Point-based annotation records
* * * *
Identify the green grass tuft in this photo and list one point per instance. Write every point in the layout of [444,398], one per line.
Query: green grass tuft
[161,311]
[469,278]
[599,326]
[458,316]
* * * *
### Problem details
Print these records again line for line, with nothing changed.

### Result
Identify the green grass tuft in this photo and list one point per instance. Write every point in the layout of [444,398], one per line.
Query: green grass tuft
[161,311]
[469,278]
[599,326]
[458,316]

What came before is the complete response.